--- BEGIN DATA PROVIDED ---

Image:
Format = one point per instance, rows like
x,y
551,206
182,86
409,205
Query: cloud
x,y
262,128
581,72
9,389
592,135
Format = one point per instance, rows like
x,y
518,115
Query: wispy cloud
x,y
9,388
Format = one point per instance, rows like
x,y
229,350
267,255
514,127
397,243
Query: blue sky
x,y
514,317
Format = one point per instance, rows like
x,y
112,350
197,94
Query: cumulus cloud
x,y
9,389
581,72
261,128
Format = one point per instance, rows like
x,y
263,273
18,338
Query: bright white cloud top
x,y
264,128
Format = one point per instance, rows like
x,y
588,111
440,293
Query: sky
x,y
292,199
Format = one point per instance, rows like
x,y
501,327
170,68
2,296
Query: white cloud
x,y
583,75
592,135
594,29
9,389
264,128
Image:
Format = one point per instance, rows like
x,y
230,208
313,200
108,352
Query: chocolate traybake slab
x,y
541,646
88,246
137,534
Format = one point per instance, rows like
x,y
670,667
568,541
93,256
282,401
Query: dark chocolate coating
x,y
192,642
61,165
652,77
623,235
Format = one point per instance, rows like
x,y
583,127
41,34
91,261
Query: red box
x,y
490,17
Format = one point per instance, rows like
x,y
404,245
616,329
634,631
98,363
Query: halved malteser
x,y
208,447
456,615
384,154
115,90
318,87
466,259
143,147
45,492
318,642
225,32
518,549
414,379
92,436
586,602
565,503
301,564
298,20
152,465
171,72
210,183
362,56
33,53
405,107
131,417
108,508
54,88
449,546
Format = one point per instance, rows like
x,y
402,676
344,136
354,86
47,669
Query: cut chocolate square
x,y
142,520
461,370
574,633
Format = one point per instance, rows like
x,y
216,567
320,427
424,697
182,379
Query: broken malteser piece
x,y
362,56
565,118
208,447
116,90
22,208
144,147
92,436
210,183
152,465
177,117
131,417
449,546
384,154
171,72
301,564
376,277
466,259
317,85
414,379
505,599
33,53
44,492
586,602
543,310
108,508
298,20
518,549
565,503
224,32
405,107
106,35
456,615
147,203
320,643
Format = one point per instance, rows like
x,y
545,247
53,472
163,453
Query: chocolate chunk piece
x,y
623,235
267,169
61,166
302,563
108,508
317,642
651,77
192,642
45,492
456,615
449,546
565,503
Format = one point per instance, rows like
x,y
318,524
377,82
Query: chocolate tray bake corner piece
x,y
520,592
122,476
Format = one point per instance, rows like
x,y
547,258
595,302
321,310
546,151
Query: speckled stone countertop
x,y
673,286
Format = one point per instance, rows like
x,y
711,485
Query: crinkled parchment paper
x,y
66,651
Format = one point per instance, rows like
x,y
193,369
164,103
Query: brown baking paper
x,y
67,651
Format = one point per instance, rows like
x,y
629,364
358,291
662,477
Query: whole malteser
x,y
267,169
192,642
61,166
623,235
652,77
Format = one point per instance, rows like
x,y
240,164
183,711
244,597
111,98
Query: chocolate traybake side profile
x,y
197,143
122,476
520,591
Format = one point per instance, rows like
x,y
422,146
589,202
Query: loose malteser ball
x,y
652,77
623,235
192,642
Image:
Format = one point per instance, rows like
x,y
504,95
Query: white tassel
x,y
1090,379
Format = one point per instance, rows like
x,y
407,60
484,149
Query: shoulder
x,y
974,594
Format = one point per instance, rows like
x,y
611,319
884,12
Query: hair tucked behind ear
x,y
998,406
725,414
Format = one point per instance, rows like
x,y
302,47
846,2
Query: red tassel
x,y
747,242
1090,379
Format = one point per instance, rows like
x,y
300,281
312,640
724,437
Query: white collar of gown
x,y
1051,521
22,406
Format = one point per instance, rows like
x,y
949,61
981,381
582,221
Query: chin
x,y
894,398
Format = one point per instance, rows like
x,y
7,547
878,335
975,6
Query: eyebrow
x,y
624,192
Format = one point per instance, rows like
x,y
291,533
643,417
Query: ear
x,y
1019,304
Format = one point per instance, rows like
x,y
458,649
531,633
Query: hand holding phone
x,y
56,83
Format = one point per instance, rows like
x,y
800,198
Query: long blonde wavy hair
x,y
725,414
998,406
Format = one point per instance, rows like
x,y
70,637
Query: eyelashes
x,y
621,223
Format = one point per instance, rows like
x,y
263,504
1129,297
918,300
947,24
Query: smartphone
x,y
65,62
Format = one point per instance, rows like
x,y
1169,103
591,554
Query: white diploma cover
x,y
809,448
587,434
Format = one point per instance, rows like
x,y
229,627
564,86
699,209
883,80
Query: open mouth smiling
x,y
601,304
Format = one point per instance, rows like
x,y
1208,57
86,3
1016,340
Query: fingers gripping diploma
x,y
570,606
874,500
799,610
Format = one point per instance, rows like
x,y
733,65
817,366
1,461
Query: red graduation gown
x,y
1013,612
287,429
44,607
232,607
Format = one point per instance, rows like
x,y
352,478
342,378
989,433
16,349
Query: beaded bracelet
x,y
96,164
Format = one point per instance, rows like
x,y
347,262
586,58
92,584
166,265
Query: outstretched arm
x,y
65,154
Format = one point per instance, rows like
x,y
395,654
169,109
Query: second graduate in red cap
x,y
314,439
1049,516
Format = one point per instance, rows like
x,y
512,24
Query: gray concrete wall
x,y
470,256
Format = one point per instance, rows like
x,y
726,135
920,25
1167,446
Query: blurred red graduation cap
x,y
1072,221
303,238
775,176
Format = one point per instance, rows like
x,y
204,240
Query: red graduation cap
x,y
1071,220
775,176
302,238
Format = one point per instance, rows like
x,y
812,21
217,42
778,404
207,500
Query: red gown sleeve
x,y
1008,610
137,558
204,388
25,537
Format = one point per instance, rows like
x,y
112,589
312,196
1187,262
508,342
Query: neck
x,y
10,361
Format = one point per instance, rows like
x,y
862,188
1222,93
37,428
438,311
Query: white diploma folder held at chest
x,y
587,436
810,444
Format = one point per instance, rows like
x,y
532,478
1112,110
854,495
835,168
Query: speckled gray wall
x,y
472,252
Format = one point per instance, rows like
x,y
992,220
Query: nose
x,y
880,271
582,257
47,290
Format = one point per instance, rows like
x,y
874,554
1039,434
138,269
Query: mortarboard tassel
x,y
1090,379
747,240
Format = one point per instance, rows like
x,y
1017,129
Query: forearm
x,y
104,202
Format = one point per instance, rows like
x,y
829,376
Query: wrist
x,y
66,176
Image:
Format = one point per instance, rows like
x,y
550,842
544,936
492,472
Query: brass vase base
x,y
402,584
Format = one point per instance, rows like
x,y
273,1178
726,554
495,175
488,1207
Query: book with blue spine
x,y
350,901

--- END DATA PROVIDED ---

→ **GOAL**:
Exactly as written above, please repeat the entries.

→ **WORKED ANSWER**:
Image:
Format = one point per instance, rows like
x,y
551,206
182,86
409,205
Query: cloud
x,y
262,128
581,72
9,389
592,135
Format = one point per instance, rows like
x,y
518,115
Query: wispy cloud
x,y
9,388
Format = one point per instance, rows like
x,y
229,350
267,255
514,127
397,243
Query: blue sky
x,y
514,317
Format = one point per instance, rows like
x,y
112,350
197,94
Query: cumulus cloud
x,y
9,389
581,72
261,128
Format = one point per instance, rows like
x,y
263,273
18,338
Query: bright white cloud top
x,y
264,128
Format = one point per instance, rows like
x,y
588,111
440,293
Query: sky
x,y
292,199
Format = one point per instance, rows like
x,y
501,327
170,68
2,296
Query: white cloud
x,y
583,75
592,135
594,29
9,389
264,128
Image:
Format = one point per instance, rows like
x,y
230,208
313,200
108,352
Query: chocolate traybake slab
x,y
541,646
88,246
137,534
Format = one point per instance, rows like
x,y
670,667
568,541
93,256
282,401
Query: dark chocolate coating
x,y
192,642
61,165
652,77
623,235
Format = one point per instance, rows like
x,y
583,127
41,34
91,261
Query: red box
x,y
490,17
Format = one point per instance, rows like
x,y
404,245
616,329
634,631
98,363
Query: halved malteser
x,y
208,447
456,615
384,154
115,90
318,87
466,259
143,147
45,492
318,642
225,32
518,549
414,379
92,436
586,602
565,503
301,564
298,20
152,465
171,72
210,183
362,56
33,53
405,107
131,417
108,508
54,88
449,546
Format = one point per instance, rows like
x,y
402,676
344,136
354,86
47,669
Query: cut chocolate square
x,y
142,520
461,370
574,633
Format = one point per instance, rows like
x,y
216,567
320,427
424,697
182,379
Query: broken malteser piece
x,y
362,56
565,118
208,447
116,90
22,208
144,147
92,436
210,183
152,465
177,117
131,417
449,546
384,154
171,72
301,564
376,277
466,259
317,85
414,379
505,599
33,53
44,492
586,602
543,310
108,508
298,20
518,549
565,503
224,32
405,107
106,35
456,615
147,203
320,643
Format = one point per instance, rows like
x,y
545,247
53,472
163,453
Query: chocolate chunk piece
x,y
623,235
267,169
61,166
302,563
108,508
317,642
651,77
192,642
45,492
456,615
449,546
565,503
Format = one point per instance, rows like
x,y
318,524
377,82
Query: chocolate tray bake corner piece
x,y
520,592
122,476
Format = one point per instance, rows like
x,y
547,258
595,302
321,310
546,151
Query: speckled stone countertop
x,y
673,286
Format = one point per instance, rows like
x,y
711,485
Query: crinkled parchment paper
x,y
66,651
Format = one point per instance, rows like
x,y
193,369
164,103
Query: brown baking paper
x,y
67,651
Format = one point per instance, rows like
x,y
629,364
358,291
662,477
Query: whole malteser
x,y
267,169
192,642
61,166
623,235
652,77
Format = one point per instance, rows like
x,y
240,164
183,711
244,597
111,98
Query: chocolate traybake side profile
x,y
197,143
122,476
520,591
Format = one point per instance, rows like
x,y
422,146
589,202
Query: loose malteser ball
x,y
652,77
623,235
192,642
Image:
Format = one point per instance, rows like
x,y
504,95
Query: white tassel
x,y
1090,379
Format = one point per instance, rows like
x,y
407,60
484,149
Query: shoulder
x,y
974,594
Format = one point per instance, rows like
x,y
611,319
884,12
Query: hair tucked behind ear
x,y
998,406
725,414
Format = one point per instance, rows like
x,y
302,47
846,2
Query: red tassel
x,y
747,242
1090,379
Format = one point per instance, rows like
x,y
300,281
312,640
724,437
Query: white collar of gown
x,y
1051,521
22,406
Format = one point per instance, rows like
x,y
949,61
981,381
582,221
Query: chin
x,y
894,398
Format = one point per instance, rows like
x,y
7,547
878,335
975,6
Query: eyebrow
x,y
624,192
Format = one point per instance, rows like
x,y
291,533
643,417
Query: ear
x,y
1019,304
Format = one point per instance, rows like
x,y
458,649
531,633
Query: hand holding phone
x,y
56,83
Format = one point per instance, rows like
x,y
800,198
Query: long blonde wavy hair
x,y
725,414
998,406
Format = one point per instance, rows like
x,y
70,637
Query: eyelashes
x,y
621,223
Format = one point per instance, rows like
x,y
263,504
1129,297
918,300
947,24
Query: smartphone
x,y
65,62
Format = one point per instance, rows like
x,y
1169,103
591,554
Query: white diploma cover
x,y
809,448
587,434
Format = one point per instance, rows like
x,y
229,627
564,86
699,209
883,80
Query: open mouth smiling
x,y
601,304
Format = one point per instance, rows like
x,y
1208,57
86,3
1016,340
Query: fingers gripping diploma
x,y
570,606
874,500
799,610
Format = one point per instance, rows like
x,y
733,65
817,366
1,461
Query: red graduation gown
x,y
1013,612
287,429
44,607
232,607
Format = one point per instance, rows like
x,y
352,478
342,378
989,433
16,349
Query: beaded bracelet
x,y
96,164
Format = one point per instance, rows like
x,y
347,262
586,58
92,584
166,265
Query: outstretched arm
x,y
65,154
Format = one point per instance, rows like
x,y
395,654
169,109
Query: second graduate in red cap
x,y
314,439
1049,516
Format = one point per instance, rows like
x,y
512,24
Query: gray concrete wall
x,y
470,256
Format = one point per instance, rows like
x,y
726,135
920,25
1167,446
Query: blurred red graduation cap
x,y
1072,221
303,238
775,176
Format = one point per instance, rows like
x,y
204,240
Query: red graduation cap
x,y
1071,220
775,176
302,238
Format = one point per instance, rows like
x,y
812,21
217,42
778,404
207,500
Query: red gown sleeve
x,y
1008,610
137,558
204,388
25,537
Format = one point per instance, rows like
x,y
112,589
312,196
1187,262
508,342
Query: neck
x,y
10,361
Format = one point per instance, rows like
x,y
862,188
1222,93
37,428
438,311
Query: white diploma folder held at chest
x,y
587,436
810,444
Format = one point per instance, rows like
x,y
532,478
1112,110
854,495
835,168
Query: speckled gray wall
x,y
472,252
Format = one point per instance, rows like
x,y
992,220
Query: nose
x,y
880,271
582,257
47,290
Format = one point per instance, rows like
x,y
874,554
1039,434
138,269
Query: mortarboard tassel
x,y
1090,379
747,240
Format = one point per instance, rows like
x,y
1017,129
Query: forearm
x,y
104,202
Format = one point per instance, rows like
x,y
829,376
Query: wrist
x,y
66,176
Image:
Format = one point per instance, rows like
x,y
550,842
544,936
492,472
Query: brass vase base
x,y
402,584
Format = one point per instance, rows like
x,y
273,1178
726,554
495,175
488,1207
Query: book with blue spine
x,y
350,901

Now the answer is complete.